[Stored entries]
━━━━━━━━━━━━━━━━━━━━━━━━━━━━━━
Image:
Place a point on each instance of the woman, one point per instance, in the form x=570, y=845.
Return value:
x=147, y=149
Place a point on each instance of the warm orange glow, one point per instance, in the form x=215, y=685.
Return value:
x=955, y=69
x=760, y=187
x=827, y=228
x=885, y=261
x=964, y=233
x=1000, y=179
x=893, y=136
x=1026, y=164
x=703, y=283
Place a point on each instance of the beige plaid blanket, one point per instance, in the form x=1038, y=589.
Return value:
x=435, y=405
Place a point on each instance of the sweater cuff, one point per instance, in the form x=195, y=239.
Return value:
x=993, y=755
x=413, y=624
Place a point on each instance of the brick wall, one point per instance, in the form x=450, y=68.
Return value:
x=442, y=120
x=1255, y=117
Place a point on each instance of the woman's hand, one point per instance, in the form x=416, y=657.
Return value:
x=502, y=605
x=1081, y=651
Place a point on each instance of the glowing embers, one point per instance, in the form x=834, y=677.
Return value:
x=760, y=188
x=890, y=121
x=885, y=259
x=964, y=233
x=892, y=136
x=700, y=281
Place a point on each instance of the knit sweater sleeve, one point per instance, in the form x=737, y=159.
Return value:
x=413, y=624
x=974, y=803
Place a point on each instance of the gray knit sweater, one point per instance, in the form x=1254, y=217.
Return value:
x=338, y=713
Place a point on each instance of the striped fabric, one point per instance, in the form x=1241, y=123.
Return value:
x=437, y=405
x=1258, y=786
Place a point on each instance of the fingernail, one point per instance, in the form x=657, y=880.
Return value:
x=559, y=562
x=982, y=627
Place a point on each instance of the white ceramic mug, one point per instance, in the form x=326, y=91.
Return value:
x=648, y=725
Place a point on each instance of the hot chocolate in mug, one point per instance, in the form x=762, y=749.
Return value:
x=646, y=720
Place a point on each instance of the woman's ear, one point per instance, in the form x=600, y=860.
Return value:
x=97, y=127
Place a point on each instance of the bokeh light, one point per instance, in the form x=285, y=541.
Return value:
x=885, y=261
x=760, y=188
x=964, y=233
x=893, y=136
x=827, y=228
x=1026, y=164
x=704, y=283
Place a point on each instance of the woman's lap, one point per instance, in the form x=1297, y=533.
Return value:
━━━━━━━━━━━━━━━━━━━━━━━━━━━━━━
**Work to be completed**
Reproduce every one of the records above word for word, line by line.

**Written solution**
Image:
Place a point on each instance of the woman, one point per instance, in the form x=570, y=845.
Return value:
x=147, y=149
Place a point on each instance of the warm orange glow, one point per instance, in the form x=215, y=685.
Return value:
x=955, y=69
x=760, y=187
x=827, y=228
x=885, y=261
x=964, y=233
x=1000, y=179
x=893, y=136
x=1026, y=164
x=703, y=283
Place a point on each instance of the beige plaid blanket, one point per instance, in the form x=1038, y=589.
Return value:
x=435, y=405
Place a point on each instance of the sweater cuff, one point per instance, in the form x=195, y=239.
Return value:
x=993, y=755
x=413, y=624
Place a point on each instance of the brick wall, one point per instance, in the form x=450, y=68.
Return value:
x=442, y=120
x=1255, y=117
Place a point on each instance of the woman's hand, one point per instance, in the form x=416, y=657.
Return value:
x=502, y=605
x=1081, y=651
Place a point on each instance of the glowing embers, one point per instance, in the form x=834, y=677.
Return value:
x=760, y=188
x=890, y=121
x=885, y=259
x=964, y=233
x=892, y=136
x=700, y=281
Place a point on each instance of the knit sweater sleeve, one point per instance, in the form x=737, y=159.
Return value:
x=413, y=624
x=974, y=803
Place a point on each instance of the gray knit sweater, one point per instance, in the form x=1254, y=217.
Return value:
x=338, y=713
Place a point on each instance of the striped fabric, one point per instance, in the form x=1241, y=123.
Return value:
x=437, y=405
x=1258, y=786
Place a point on each instance of the fingernail, one point per instance, in the form x=657, y=880.
Return value:
x=559, y=562
x=982, y=627
Place a point on each instance of the white ceramic mug, one point per instance, in the form x=326, y=91.
Return value:
x=648, y=725
Place a point on each instance of the hot chocolate in mug, one point per instance, in the form x=762, y=749.
Return value:
x=646, y=720
Place a point on each instance of the woman's ear, one point per instance, in the form x=600, y=860.
Return value:
x=97, y=127
Place a point on each instance of the bokeh light, one point per instance, in the form x=285, y=541.
Return value:
x=885, y=261
x=760, y=188
x=964, y=233
x=893, y=136
x=827, y=228
x=1026, y=164
x=704, y=283
Place a point on each instance of the woman's lap, one point per instance, in the form x=1297, y=533.
Return value:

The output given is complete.